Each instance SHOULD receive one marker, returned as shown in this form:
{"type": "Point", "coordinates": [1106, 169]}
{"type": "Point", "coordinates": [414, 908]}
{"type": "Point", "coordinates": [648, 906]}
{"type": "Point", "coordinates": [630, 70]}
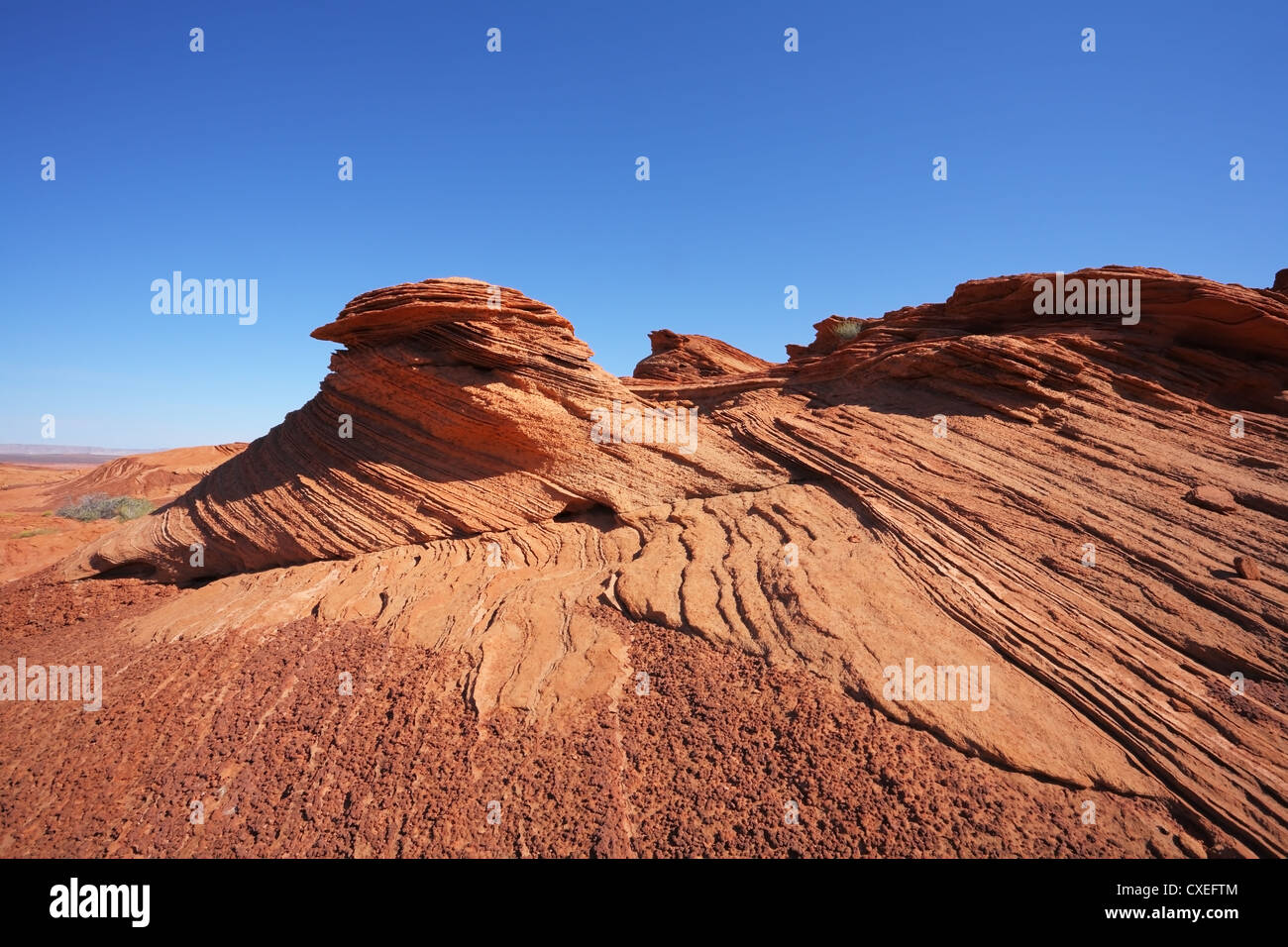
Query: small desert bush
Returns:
{"type": "Point", "coordinates": [103, 506]}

##############################

_OBJECTIVE_
Reproduce all of the rows above word for word, leaving out the pictures.

_EXERCISE RESULT_
Each instance SHOULD receive one marker, returned as shown in this form:
{"type": "Point", "coordinates": [1106, 169]}
{"type": "Point", "coordinates": [414, 908]}
{"type": "Point", "coordinates": [648, 906]}
{"type": "Point", "coordinates": [630, 70]}
Query: small desert bush
Returns:
{"type": "Point", "coordinates": [103, 506]}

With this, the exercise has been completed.